On se questionne souvent qu’elle est le cheminement des athlètes pour passer pro sur le circuit Ironman/70.3. Sur la scène internationale, même si le Québec à une longue tradition de champions en AG (hommes), on ne pouvait plus en dire autant chez les pros. Cedric Boily vient pourtant de franchir le pas en montant pour la première fois sur le podium à Ironman Puerto Rico 70.3. C’est d’autant plus remarquable puisque c’était sa première course dans la catégorie pro. On s’est entretenu avec lui.
Si je me rappelle bien, il y a 4 ans, tu me posais des questions sur le triathlon, pourtant avec ton passé de nageur et de cycliste, cela paraissait comme évident… Peux-tu nous décrire comment tu as finalement fait tes premiers pas…
Fallait bien que je me réfère à un expert..
En fait, mon passé comme nageur était assez lointain. Il y a 4 ans je travaillais chez Cycles Gervais Rioux à Montréal et je faisais beaucoup de vélo sans trop de direction ni d’objectifs précis. Ça faisait quelques années que je pensais un peu au triathlon car mon épouse en faisait et j’avais la chance d’aller l’encourager à quelques évènements à chaque année, lesquels me semblait fort plus agréables que mes courses de vélo. C’est en la voyant faire le demi-esprit en 2011 que j’ai décidé de m’essayer au triathlon.
J’imagine que dans tes débuts, tu as du trouvé le milieu très différent que le cyclisme… d’autant plus que tu travaillais dans un magasin de vélo à l’époque…
Effectivement. Je n’en revenais pas. Au lieu d’avoir des ‘clics’ entre co-équipiers et du monde qui ne te regarde même pas à moins que tu aies gagné une course, au triathlon, on donne des ‘high-five’ et on encourage la compétition. C’est très participatif et c’est ce qui m’a attiré au sport. À la boutique de vélo, j’ai eu droit à quelques regards croches , mais c’était des plaisanteries. Le personnel du CGR a toujours été très encourageant. Les gars ont joué un grand rôle dans mon développement athlétique.
C’est allé très vite pour toi, en 2014, tu deviens vice-champion du monde en 30-34 et tu as commencé à coacher… As-tu l’impression que l’arrivée de Mont-Tremblant sur le circuit t’a aidé? Je veux dire que la tenue des championnats du monde ici a surement joué dans ta motivation
Ça s’est passé vite, mais ça faisait quand même 3 saisons complètes que j’y travaillais. Sans trop en parler aux autres, un podium aux championnats du monde était mon objectif depuis quelque temps. Je l’aurais pris à Vegas l’année dernière, mais j’avoue qu’à Tremblant c’était un peu plus réaliste. C’est un endroit et un climat qui m’est un peu plus familier et j’avais déjà eu un certain succès sur le parcours à mon premier 70.3 en 2012.

--------------------------------------------------

▸ **À faire**
a. D'après l'entretien, à quelle course Cedric Boily est-il monté pour la première fois sur le podium chez les pros ?
b. Veuillez recopier fidèlement le passage de l'entretien commençant par « C’est allé très » et se poursuivant jusqu'à « 70.3 en 2012. ».

▸ **Extrait des données**

--------------------------------------------------

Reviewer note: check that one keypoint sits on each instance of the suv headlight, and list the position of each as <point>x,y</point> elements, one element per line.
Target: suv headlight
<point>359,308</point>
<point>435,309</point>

--------------------------------------------------

▸ **Réponses par tâche**
a. À Ironman Puerto Rico 70.3.

b.
C’est allé très vite pour toi, en 2014, tu deviens vice-champion du monde en 30-34 et tu as commencé à coacher… As-tu l’impression que l’arrivée de Mont-Tremblant sur le circuit t’a aidé? Je veux dire que la tenue des championnats du monde ici a surement joué dans ta motivation
Ça s’est passé vite, mais ça faisait quand même 3 saisons complètes que j’y travaillais. Sans trop en parler aux autres, un podium aux championnats du monde était mon objectif depuis quelque temps. Je l’aurais pris à Vegas l’année dernière, mais j’avoue qu’à Tremblant c’était un peu plus réaliste. C’est un endroit et un climat qui m’est un peu plus familier et j’avais déjà eu un certain succès sur le parcours à mon premier 70.3 en 2012.